TASK STATEMENT:
Copy out all the records exactly.

DATASET RECORDS:

|---|

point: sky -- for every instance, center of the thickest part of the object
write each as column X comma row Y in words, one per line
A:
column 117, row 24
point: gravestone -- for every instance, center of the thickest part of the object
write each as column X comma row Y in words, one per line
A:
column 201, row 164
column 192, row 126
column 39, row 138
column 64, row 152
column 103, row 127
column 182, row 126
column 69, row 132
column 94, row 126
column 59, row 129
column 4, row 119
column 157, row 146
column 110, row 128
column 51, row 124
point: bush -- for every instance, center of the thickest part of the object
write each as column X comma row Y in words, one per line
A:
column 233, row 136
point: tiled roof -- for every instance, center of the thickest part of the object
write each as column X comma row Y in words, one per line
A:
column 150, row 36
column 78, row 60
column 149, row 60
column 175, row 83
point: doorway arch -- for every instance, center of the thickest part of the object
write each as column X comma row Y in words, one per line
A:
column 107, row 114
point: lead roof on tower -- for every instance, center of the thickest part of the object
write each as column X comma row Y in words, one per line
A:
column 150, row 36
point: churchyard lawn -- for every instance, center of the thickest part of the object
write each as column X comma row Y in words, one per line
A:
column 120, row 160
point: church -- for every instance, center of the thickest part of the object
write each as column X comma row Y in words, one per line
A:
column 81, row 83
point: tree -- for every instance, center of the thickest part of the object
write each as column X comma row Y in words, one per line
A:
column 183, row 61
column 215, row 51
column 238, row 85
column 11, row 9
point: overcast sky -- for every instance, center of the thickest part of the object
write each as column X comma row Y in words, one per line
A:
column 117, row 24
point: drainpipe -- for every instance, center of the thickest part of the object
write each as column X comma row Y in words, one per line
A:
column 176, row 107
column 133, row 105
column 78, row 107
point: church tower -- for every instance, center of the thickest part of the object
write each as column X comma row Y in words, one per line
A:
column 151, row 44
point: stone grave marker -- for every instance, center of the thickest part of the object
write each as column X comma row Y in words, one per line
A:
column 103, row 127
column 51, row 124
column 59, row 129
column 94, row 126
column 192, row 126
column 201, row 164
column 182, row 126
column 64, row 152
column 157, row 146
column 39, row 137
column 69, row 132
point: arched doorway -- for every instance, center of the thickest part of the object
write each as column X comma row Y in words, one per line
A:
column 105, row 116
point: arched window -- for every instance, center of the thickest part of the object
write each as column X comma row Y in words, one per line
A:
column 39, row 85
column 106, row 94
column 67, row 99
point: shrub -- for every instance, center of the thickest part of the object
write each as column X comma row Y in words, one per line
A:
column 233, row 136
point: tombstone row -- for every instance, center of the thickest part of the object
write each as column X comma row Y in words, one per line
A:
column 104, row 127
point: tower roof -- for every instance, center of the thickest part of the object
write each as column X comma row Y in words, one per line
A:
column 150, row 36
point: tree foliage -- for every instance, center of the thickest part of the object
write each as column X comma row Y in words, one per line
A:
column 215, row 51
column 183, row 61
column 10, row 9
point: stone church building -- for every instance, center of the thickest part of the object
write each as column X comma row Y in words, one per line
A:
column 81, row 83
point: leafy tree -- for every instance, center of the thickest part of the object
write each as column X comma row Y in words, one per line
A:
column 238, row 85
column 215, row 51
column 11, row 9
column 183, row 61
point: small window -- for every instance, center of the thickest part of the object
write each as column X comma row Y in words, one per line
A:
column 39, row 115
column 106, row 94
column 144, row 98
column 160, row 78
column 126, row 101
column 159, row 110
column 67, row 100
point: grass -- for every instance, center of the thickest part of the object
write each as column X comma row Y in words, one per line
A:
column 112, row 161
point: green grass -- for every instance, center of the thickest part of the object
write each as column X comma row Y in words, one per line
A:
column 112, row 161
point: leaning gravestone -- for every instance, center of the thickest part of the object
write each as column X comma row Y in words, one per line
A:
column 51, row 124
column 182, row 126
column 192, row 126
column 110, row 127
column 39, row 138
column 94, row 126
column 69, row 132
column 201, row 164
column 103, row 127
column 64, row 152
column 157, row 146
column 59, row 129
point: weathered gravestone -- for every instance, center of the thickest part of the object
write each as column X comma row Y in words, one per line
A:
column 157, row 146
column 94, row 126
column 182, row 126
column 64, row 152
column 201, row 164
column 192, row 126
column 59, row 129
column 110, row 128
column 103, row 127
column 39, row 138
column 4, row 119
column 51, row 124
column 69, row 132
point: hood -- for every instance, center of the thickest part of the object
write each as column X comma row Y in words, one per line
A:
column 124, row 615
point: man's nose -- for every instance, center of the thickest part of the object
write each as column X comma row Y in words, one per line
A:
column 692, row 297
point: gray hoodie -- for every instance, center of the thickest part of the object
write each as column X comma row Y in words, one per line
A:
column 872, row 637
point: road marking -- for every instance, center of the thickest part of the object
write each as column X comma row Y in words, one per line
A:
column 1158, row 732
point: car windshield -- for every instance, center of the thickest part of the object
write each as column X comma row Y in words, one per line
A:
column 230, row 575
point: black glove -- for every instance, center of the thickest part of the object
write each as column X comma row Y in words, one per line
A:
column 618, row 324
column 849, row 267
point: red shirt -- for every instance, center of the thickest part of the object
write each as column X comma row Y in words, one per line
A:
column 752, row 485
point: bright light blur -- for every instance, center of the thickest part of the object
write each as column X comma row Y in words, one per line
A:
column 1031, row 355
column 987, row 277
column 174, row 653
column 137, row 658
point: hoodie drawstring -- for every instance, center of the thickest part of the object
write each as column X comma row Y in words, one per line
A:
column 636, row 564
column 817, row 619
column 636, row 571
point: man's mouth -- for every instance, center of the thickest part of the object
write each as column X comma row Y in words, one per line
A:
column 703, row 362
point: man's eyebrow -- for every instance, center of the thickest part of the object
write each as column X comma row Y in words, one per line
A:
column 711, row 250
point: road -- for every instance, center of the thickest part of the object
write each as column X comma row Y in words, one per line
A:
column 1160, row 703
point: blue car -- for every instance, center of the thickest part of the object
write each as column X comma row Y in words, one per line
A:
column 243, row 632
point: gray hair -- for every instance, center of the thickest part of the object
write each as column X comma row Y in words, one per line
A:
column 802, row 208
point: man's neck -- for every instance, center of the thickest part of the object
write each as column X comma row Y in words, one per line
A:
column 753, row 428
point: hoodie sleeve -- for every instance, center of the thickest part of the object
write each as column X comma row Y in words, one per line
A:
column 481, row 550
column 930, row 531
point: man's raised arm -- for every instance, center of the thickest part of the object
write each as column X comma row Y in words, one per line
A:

|---|

RESULT:
point: sky -- for every instance, center of the thickest part of the object
write each as column X comma row Y in words, one per line
A:
column 117, row 24
point: gravestone -- for every instance, center of the thickest part of the object
write each as column X comma row Y in words, one per line
A:
column 201, row 164
column 192, row 126
column 39, row 138
column 64, row 152
column 103, row 127
column 182, row 126
column 69, row 132
column 94, row 126
column 59, row 129
column 4, row 119
column 157, row 146
column 110, row 128
column 51, row 124
point: bush -- for every instance, center of the thickest part of the object
write each as column X comma row Y in words, one per line
A:
column 233, row 136
point: tiled roof -- for every instance, center of the thickest part of the object
write each as column X comma row Y in words, one per line
A:
column 150, row 36
column 78, row 60
column 149, row 60
column 175, row 83
point: doorway arch -- for every instance, center of the thickest part of the object
write each as column X comma row Y in words, one per line
A:
column 107, row 114
point: lead roof on tower -- for every instance, center of the thickest part of the object
write each as column X comma row Y in words, one per line
A:
column 150, row 36
point: churchyard lawn -- for every instance, center of the thickest part of the object
write each as column X comma row Y in words, one per line
A:
column 120, row 160
point: church -- for every instance, center of the thickest part of the object
write each as column X comma row Y in words, one per line
A:
column 81, row 83
point: tree -- for every instance, center of the thickest part of the object
write each as column X comma row Y in words, one per line
A:
column 183, row 61
column 215, row 51
column 238, row 85
column 11, row 9
point: overcast sky -- for every instance, center of the thickest part of the object
write each as column X comma row Y in words, one per line
A:
column 117, row 24
point: drainpipe -- for every instance, center of the thickest part of the object
write each as column X comma row Y in words, one per line
A:
column 176, row 107
column 133, row 105
column 78, row 107
point: church tower -- for every instance, center of the thickest part of the object
write each as column X comma row Y in words, one per line
A:
column 151, row 44
point: stone grave marker -- for every instance, center of the thickest part of the object
write each as column X comma row Y in words, one per line
A:
column 103, row 127
column 51, row 124
column 59, row 129
column 94, row 126
column 192, row 126
column 201, row 164
column 182, row 126
column 64, row 152
column 157, row 146
column 39, row 137
column 69, row 132
point: arched doorway -- for every instance, center of the thickest part of the object
write each as column X comma row Y in words, one per line
A:
column 105, row 116
point: arched window -- for every instance, center of the thickest part of the object
write each as column X comma row Y in words, one per line
A:
column 39, row 85
column 106, row 94
column 67, row 99
point: shrub -- for every instance, center of the thickest part of the object
write each as column X comma row Y in words, one per line
A:
column 233, row 136
point: tombstone row -- for every instance, center of the thickest part of the object
write each as column X comma row Y in words, one per line
A:
column 104, row 127
point: tower roof -- for every instance, center of the thickest part of the object
write each as column X comma row Y in words, one per line
A:
column 150, row 36
point: tree foliage -- for every instance, center of the thickest part of the object
write each as column X comma row Y in words, one per line
A:
column 215, row 51
column 183, row 61
column 10, row 9
point: stone church building -- for every instance, center of the thickest part of the object
write each as column X comma row Y in words, one per line
A:
column 81, row 83
point: leafy tree -- for every instance, center of the thickest part of the object
write each as column X comma row Y in words, one per line
A:
column 238, row 85
column 215, row 51
column 11, row 9
column 183, row 61
point: small window -- for every instance, center of the thickest part of the object
write each as column X comma row Y in words, one per line
A:
column 39, row 115
column 106, row 94
column 144, row 98
column 160, row 78
column 126, row 101
column 159, row 110
column 67, row 100
point: grass -- for every instance, center of the thickest part of the object
write each as column X comma row Y in words, one per line
A:
column 112, row 161
point: green grass -- for every instance, center of the thickest part of the object
write each as column X comma row Y in words, one per line
A:
column 112, row 161
point: leaning gravestone -- for every instance, center of the thickest part of the object
write each as column X comma row Y in words, one per line
A:
column 51, row 124
column 182, row 126
column 192, row 126
column 110, row 127
column 39, row 138
column 94, row 126
column 69, row 132
column 201, row 164
column 103, row 127
column 64, row 152
column 157, row 146
column 59, row 129
point: weathered gravestone -- for every instance, center of the thickest part of the object
write each as column X comma row Y in words, one per line
A:
column 157, row 146
column 94, row 126
column 182, row 126
column 64, row 152
column 201, row 164
column 192, row 126
column 59, row 129
column 110, row 128
column 103, row 127
column 39, row 138
column 4, row 119
column 51, row 124
column 69, row 132
point: hood -- for every instance, center of the thickest part of the object
write each as column X comma row Y in words, one per line
A:
column 124, row 615
point: man's nose -- for every instance, center of the thickest part of the object
write each as column X comma row Y in words, one per line
A:
column 692, row 297
point: gray hoodie -- for every instance, center of the thickest part of the object
write each as column X comma row Y in words, one per line
A:
column 872, row 637
point: road marking -- for every instance, center of the thickest part of the object
write each as column X comma row Y in words, one per line
A:
column 1158, row 732
point: car windshield -- for every instance, center of the thickest part of the object
write each as column X comma row Y in words, one per line
A:
column 230, row 575
point: black glove -- for every instance, center of the thickest part of the object
write each as column X comma row Y in words, one per line
A:
column 618, row 324
column 849, row 267
point: red shirt -- for every instance, center of the thickest part of the object
write each as column X comma row Y in words, one per line
A:
column 752, row 485
point: bright light blur -- for every instance, center of the thickest part of the object
write each as column X comma row Y in words, one per line
A:
column 1031, row 355
column 987, row 277
column 174, row 653
column 137, row 658
point: hoodie drawstring -- for every instance, center of the thickest part of the object
write each as column X comma row Y in words, one per line
A:
column 636, row 564
column 817, row 619
column 636, row 571
point: man's mouth -- for every instance, center of the thickest part of the object
write each as column X comma row Y in words, one per line
A:
column 703, row 362
point: man's eyebrow -- for every instance, center of the thickest part of the object
write each as column X comma row Y in words, one per line
A:
column 711, row 250
point: road -- for every instance, center of the thickest part of the object
write each as column X comma row Y in words, one per line
A:
column 1160, row 703
point: blue car -- for every instance, center of the thickest part of the object
write each as column X comma row Y in words, one per line
A:
column 243, row 632
point: gray hair -- for every instance, center of the thickest part of the object
write each as column X comma row Y in words, one per line
A:
column 802, row 208
point: man's neck -- for every instance, center of the thickest part of the object
write each as column X comma row Y in words, one per line
A:
column 753, row 428
point: hoodie sleeve -- for every instance, center of the thickest part of the object
write each as column X comma row Y in words, one per line
A:
column 481, row 550
column 930, row 531
point: man's raised arm -- for every instance, center of the thickest part of the object
write each as column X comma row Y in words, one per line
A:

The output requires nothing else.